Input data below:

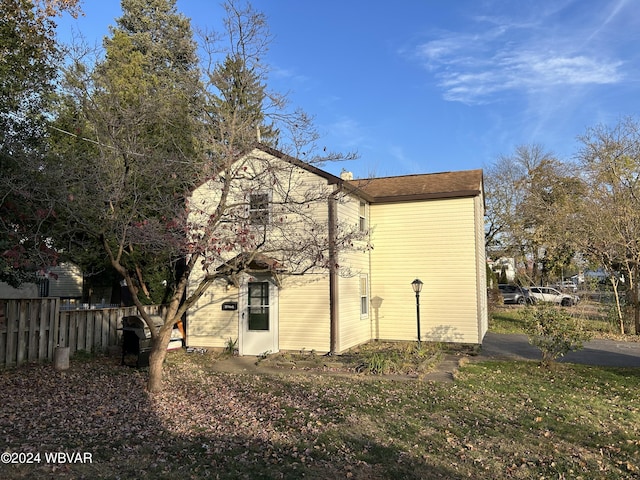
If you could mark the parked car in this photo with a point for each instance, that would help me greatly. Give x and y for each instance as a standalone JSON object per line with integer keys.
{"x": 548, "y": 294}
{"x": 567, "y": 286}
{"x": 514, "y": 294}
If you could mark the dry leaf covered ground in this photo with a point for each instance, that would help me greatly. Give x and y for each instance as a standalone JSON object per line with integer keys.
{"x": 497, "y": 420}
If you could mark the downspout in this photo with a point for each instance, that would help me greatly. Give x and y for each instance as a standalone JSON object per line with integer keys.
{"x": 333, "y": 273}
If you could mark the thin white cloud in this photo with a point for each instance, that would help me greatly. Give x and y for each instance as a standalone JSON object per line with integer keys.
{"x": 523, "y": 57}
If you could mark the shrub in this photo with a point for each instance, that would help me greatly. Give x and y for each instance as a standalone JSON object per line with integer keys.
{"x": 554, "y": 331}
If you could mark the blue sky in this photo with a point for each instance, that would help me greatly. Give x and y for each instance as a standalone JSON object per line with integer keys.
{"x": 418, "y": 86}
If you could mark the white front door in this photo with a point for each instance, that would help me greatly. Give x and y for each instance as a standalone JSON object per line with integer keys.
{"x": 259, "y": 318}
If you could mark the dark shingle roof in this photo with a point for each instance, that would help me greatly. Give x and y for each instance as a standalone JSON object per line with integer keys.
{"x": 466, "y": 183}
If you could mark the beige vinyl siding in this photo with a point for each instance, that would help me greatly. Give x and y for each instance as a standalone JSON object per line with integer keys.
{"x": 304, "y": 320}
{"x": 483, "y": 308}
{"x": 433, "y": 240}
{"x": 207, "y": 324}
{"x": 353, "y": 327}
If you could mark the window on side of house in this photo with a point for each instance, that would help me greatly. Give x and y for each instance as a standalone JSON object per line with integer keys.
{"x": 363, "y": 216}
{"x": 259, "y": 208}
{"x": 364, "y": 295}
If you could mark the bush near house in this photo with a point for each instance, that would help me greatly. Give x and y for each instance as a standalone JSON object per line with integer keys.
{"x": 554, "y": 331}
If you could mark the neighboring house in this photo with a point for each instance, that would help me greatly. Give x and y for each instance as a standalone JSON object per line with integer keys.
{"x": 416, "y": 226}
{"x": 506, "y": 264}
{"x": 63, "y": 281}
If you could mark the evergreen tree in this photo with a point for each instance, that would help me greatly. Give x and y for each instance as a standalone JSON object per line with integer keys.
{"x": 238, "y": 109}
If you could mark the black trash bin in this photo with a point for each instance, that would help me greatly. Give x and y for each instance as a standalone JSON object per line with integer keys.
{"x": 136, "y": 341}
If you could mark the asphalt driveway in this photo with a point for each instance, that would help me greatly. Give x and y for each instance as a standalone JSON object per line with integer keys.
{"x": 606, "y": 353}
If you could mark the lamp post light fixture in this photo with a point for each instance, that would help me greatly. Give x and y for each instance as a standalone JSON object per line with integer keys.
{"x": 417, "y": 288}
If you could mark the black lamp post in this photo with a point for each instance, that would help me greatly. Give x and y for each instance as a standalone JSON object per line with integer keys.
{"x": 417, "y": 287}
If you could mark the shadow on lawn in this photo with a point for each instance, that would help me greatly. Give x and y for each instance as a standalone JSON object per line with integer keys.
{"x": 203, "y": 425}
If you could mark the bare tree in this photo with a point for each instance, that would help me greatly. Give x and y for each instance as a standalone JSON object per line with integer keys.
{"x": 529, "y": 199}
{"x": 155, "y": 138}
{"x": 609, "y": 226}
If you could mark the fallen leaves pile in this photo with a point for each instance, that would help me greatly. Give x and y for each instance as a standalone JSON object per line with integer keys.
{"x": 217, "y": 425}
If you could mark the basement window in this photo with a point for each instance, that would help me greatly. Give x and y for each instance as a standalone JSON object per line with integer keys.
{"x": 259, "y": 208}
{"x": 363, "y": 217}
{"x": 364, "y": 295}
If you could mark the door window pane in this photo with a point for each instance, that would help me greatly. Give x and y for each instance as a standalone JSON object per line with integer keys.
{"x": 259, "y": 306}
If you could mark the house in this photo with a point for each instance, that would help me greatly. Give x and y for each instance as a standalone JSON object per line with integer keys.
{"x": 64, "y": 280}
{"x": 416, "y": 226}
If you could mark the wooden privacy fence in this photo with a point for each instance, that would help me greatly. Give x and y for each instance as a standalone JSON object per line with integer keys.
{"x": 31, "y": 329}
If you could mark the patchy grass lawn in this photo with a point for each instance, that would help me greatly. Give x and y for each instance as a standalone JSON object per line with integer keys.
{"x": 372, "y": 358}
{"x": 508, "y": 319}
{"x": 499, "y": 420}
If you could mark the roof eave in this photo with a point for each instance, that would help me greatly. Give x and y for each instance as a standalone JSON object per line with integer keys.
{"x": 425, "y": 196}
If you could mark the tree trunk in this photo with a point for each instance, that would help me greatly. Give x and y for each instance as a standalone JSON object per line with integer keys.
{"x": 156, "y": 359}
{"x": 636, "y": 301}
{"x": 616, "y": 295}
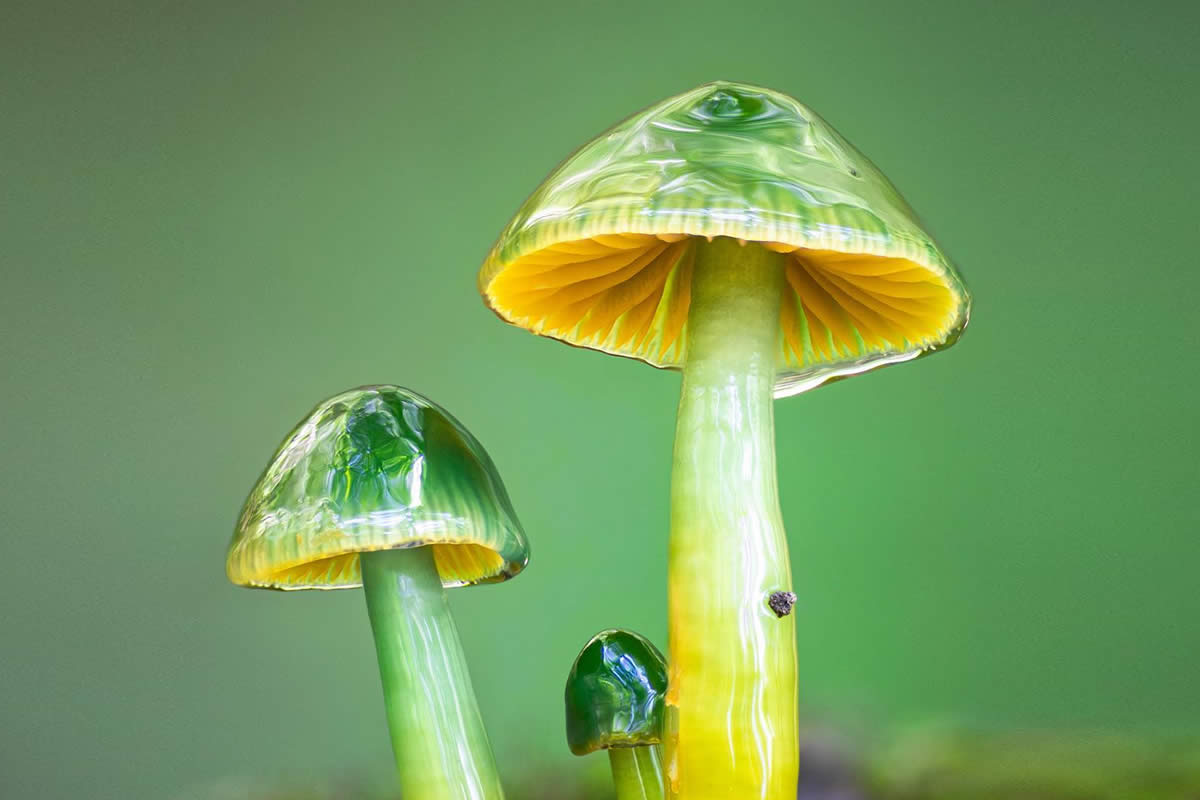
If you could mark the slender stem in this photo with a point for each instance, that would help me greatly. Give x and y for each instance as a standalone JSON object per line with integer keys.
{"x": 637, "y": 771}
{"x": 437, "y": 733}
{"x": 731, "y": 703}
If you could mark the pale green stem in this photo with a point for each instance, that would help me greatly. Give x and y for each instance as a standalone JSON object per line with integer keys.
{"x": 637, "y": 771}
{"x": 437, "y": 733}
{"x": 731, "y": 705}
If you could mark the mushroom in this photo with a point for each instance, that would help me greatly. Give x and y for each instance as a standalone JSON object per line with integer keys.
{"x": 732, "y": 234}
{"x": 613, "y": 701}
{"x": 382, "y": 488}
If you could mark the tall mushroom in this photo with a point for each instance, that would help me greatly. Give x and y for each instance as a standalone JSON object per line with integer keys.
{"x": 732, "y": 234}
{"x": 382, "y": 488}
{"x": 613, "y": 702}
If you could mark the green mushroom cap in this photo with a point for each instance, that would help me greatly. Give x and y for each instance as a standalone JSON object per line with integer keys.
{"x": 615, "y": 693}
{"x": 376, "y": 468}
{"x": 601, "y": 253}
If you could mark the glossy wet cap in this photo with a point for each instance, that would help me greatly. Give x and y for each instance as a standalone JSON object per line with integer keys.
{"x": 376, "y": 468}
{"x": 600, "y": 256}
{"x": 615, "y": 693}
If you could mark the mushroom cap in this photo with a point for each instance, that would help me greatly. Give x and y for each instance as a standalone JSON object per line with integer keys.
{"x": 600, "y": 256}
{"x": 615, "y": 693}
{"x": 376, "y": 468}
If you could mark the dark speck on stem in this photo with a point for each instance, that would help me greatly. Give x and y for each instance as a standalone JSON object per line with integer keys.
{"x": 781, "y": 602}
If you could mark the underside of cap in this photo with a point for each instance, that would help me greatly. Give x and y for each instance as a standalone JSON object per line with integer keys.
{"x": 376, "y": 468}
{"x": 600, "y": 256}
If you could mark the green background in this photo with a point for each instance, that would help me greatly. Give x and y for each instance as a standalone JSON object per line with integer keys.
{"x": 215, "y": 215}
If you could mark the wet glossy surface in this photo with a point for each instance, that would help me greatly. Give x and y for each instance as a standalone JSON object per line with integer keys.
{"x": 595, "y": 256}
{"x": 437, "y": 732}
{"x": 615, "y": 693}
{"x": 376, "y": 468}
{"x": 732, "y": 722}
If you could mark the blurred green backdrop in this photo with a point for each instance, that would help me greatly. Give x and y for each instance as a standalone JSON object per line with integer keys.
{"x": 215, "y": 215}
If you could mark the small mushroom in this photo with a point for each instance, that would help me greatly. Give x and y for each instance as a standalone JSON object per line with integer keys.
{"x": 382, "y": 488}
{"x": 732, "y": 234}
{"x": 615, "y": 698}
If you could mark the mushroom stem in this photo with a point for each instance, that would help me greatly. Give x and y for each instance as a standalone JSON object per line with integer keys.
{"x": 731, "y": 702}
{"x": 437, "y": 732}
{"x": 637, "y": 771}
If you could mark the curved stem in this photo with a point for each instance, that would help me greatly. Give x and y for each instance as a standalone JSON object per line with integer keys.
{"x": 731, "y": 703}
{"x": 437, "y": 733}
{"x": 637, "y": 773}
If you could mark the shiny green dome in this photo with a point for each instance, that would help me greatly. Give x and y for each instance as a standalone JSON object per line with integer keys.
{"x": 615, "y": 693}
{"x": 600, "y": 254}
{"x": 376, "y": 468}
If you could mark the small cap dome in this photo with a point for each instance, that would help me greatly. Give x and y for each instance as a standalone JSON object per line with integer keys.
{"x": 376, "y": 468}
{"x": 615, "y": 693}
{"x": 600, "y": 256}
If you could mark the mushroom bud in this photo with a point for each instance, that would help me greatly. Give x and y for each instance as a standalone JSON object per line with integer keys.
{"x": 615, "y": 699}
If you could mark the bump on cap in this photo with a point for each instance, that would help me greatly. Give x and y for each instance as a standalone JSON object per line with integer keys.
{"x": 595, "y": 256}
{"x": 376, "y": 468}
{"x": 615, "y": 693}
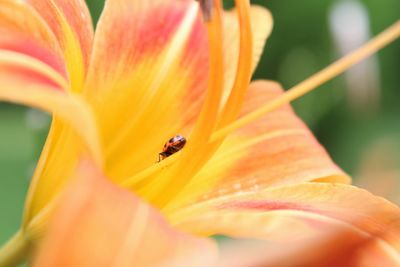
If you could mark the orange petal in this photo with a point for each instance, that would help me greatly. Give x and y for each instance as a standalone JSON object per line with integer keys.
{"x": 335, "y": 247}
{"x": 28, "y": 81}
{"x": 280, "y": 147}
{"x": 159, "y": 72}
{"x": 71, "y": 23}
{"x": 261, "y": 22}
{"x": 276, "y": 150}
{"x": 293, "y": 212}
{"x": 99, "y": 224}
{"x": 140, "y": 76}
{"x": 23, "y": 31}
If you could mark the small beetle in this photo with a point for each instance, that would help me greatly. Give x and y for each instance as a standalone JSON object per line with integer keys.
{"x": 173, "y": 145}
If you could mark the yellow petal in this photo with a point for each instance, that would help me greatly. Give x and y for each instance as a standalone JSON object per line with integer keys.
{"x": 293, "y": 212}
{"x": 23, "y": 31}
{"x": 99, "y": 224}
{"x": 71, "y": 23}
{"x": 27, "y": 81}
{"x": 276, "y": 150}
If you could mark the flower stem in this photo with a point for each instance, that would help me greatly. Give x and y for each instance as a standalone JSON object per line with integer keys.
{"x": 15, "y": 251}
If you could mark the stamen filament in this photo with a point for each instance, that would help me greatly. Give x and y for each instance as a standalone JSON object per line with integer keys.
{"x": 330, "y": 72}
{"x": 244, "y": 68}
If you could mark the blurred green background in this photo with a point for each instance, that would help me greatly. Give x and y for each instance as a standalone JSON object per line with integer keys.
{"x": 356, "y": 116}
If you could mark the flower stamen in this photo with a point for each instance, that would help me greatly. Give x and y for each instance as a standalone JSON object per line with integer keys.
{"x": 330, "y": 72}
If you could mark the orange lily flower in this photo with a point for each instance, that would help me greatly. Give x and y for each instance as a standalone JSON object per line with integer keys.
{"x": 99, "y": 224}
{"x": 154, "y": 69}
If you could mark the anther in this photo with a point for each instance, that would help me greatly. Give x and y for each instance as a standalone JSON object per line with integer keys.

End of Input data.

Emit verbatim the lines running from the one with "If you could mark the flower stamen" through the last line of the data, both endpoints inclusive.

Exercise response -
If you could mark the flower stamen in this photo with a point for each instance, that would help me greatly. Give x and y for each instance as a standalone JSON object per line with integer keys.
{"x": 330, "y": 72}
If you could mark the orange lily flower in this photo with a point for each instance, that would help me greatly. Give x and y for each instance as a standalone JSON object per line with integer keys.
{"x": 99, "y": 224}
{"x": 154, "y": 69}
If you could mark the anther in this photo with a point for each instance, that would help me greatly. Give x and y for each instance as a standalone JSON object per line with integer keys.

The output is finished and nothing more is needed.